### Description of the task
Go to the line that contains "glass jar with" and extract it along with every line after it, exactly, through the end of the data below.

### Dataset excerpts
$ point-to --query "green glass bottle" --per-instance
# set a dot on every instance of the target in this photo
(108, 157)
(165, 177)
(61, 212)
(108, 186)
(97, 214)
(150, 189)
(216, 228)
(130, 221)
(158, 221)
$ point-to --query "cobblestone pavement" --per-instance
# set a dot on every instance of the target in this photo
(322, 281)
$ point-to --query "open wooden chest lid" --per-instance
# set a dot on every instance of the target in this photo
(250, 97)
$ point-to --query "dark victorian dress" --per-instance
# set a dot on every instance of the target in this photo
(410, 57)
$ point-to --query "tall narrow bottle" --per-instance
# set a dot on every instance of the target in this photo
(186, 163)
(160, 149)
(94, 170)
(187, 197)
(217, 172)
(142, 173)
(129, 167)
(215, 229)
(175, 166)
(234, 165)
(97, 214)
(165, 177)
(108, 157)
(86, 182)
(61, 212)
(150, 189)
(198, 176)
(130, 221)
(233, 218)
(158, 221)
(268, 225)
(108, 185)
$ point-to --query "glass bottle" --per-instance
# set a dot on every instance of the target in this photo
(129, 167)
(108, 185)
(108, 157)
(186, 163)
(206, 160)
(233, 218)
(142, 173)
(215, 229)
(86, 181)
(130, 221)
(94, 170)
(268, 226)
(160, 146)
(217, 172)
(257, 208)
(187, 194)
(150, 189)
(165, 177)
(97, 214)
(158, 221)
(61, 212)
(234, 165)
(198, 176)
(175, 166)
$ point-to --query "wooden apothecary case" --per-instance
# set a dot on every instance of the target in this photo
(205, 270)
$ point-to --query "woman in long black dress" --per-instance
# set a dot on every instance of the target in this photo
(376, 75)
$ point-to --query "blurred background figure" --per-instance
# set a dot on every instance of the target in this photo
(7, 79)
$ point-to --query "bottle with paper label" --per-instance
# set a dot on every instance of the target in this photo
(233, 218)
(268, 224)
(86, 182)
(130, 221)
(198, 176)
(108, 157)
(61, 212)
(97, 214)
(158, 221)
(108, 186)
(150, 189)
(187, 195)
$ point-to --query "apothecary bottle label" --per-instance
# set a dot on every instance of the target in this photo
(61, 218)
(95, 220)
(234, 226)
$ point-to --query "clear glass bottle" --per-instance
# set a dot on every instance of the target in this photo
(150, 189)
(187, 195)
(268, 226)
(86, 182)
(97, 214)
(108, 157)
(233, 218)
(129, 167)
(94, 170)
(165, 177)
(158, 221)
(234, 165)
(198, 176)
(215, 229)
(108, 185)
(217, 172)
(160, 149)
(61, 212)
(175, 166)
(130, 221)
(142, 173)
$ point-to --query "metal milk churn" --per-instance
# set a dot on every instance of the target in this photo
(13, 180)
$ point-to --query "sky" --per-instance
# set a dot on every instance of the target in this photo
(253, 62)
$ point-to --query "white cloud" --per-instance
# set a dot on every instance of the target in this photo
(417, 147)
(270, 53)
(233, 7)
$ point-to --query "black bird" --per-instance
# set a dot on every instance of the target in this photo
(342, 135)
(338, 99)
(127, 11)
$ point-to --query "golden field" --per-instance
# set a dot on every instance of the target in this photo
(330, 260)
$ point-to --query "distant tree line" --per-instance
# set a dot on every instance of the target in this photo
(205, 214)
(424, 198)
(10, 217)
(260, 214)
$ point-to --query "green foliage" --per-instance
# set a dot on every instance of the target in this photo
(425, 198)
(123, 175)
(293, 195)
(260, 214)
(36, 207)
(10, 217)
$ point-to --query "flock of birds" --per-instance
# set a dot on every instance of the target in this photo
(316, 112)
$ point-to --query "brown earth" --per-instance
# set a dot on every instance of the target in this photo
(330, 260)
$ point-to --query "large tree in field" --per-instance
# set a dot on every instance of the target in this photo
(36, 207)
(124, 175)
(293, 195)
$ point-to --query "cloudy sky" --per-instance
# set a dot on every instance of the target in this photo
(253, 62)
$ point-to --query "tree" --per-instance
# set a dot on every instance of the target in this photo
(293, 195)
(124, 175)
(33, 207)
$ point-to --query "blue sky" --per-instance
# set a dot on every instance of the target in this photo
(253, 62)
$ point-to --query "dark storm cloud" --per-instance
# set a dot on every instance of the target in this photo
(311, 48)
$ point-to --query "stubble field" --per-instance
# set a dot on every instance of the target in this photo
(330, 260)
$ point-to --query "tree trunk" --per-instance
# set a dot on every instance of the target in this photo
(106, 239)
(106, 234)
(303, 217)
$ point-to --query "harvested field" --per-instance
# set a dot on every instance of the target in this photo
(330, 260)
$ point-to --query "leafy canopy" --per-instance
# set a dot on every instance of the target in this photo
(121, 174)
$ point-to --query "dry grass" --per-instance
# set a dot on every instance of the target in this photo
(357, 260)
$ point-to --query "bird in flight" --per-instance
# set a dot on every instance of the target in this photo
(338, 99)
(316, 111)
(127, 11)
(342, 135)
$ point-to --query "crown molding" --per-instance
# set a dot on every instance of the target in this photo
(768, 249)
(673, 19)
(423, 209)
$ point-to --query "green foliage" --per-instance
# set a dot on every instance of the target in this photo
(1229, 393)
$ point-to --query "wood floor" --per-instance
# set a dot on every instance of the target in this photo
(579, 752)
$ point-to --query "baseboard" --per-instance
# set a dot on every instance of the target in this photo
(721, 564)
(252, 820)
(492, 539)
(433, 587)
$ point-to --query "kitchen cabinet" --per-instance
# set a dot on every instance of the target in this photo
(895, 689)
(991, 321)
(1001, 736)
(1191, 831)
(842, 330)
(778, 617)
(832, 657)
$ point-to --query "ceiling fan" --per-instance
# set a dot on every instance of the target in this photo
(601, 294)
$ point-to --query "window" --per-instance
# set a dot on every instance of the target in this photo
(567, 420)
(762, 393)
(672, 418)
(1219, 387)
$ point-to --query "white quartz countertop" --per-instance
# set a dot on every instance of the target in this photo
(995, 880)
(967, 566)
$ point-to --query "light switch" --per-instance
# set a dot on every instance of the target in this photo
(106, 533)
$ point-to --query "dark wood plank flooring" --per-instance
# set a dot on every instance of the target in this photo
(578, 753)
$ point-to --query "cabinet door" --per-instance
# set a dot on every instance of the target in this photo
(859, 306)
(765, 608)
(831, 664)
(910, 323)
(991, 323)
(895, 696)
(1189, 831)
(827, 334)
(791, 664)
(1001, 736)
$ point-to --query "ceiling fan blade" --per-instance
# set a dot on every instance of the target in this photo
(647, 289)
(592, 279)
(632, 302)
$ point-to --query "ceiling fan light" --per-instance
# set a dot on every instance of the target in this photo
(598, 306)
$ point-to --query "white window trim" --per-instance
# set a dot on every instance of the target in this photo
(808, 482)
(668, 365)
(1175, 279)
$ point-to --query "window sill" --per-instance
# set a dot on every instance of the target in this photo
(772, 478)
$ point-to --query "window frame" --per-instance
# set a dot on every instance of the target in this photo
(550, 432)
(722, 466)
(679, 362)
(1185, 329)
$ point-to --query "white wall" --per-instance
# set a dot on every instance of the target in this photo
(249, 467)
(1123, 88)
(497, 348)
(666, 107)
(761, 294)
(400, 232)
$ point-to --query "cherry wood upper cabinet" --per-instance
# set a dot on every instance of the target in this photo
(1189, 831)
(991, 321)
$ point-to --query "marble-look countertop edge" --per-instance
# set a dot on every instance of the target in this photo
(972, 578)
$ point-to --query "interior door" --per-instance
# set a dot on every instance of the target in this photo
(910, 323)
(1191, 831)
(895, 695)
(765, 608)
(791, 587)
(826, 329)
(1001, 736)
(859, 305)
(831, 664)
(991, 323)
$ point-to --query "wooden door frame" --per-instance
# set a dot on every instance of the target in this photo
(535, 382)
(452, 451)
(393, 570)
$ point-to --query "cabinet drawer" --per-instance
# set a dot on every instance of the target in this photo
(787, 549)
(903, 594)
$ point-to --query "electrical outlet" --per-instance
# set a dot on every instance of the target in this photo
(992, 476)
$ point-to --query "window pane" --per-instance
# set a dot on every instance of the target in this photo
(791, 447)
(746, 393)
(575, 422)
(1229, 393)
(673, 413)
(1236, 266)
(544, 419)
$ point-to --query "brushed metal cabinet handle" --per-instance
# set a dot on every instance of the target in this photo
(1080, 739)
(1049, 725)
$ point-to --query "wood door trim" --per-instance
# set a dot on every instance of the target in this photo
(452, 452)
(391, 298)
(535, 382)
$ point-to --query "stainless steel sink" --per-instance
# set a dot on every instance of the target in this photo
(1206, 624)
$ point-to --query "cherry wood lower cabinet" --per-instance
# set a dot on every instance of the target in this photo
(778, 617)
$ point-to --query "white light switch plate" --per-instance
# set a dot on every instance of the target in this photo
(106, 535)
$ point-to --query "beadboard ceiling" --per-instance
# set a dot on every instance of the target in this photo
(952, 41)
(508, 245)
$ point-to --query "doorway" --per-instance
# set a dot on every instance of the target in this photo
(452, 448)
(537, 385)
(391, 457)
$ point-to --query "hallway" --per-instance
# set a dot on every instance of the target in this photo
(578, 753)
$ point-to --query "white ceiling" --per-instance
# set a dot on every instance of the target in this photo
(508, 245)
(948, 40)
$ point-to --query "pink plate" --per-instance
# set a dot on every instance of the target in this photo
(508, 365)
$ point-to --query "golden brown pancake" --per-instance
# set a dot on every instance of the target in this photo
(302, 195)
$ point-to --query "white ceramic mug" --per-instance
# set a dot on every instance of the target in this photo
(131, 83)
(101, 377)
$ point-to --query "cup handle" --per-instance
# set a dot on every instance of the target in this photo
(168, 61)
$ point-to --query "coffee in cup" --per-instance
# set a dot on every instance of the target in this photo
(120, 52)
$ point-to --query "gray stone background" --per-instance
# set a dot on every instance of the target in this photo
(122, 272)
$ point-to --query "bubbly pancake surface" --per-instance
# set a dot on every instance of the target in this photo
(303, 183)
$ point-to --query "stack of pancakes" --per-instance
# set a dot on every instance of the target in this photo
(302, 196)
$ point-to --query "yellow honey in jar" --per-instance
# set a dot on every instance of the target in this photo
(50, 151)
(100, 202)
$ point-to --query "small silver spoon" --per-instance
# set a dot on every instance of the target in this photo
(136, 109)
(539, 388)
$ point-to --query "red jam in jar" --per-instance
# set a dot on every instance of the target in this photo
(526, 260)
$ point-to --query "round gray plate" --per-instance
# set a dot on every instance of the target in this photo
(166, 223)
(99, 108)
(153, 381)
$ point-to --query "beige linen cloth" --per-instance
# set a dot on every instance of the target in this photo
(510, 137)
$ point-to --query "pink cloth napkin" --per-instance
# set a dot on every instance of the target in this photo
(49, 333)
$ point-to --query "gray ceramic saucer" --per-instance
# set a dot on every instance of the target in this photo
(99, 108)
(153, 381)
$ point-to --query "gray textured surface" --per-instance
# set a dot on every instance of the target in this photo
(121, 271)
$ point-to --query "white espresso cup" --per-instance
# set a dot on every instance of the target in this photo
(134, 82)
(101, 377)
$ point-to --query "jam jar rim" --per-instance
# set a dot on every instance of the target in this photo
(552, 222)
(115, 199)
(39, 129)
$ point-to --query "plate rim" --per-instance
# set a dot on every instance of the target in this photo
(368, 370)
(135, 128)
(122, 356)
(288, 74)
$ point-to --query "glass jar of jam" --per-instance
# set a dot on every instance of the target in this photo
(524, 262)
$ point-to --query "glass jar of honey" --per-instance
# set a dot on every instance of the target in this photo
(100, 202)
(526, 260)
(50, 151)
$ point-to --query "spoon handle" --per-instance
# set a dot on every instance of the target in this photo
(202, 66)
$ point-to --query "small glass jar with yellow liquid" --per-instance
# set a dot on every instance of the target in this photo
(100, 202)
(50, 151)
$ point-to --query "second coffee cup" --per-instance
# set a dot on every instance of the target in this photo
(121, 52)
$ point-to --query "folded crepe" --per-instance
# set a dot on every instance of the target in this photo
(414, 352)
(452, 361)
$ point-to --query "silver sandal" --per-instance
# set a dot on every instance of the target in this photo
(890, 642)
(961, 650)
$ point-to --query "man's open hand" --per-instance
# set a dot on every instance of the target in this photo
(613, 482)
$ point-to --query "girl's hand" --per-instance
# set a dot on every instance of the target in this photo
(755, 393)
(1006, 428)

### Response to the task
$ point-to --query "small glass jar with yellow liquid" --per-instance
# set a dot on every instance of the target in this photo
(100, 202)
(50, 151)
$ point-to --query "second coffee cup" --per-instance
# set a dot on every instance of the target in this photo
(121, 52)
$ point-to --query "folded crepe" --per-instance
# set a dot on every instance of the target in this photo
(414, 352)
(452, 361)
$ point-to --query "silver sandal" --per-instance
# set a dot on every instance of the target in this photo
(890, 642)
(961, 650)
$ point-to --query "man's open hand" --per-instance
# set a dot on every instance of the target in this photo
(613, 482)
$ point-to --query "girl's hand" --per-instance
# set a dot on every instance of the target in this photo
(755, 393)
(1006, 428)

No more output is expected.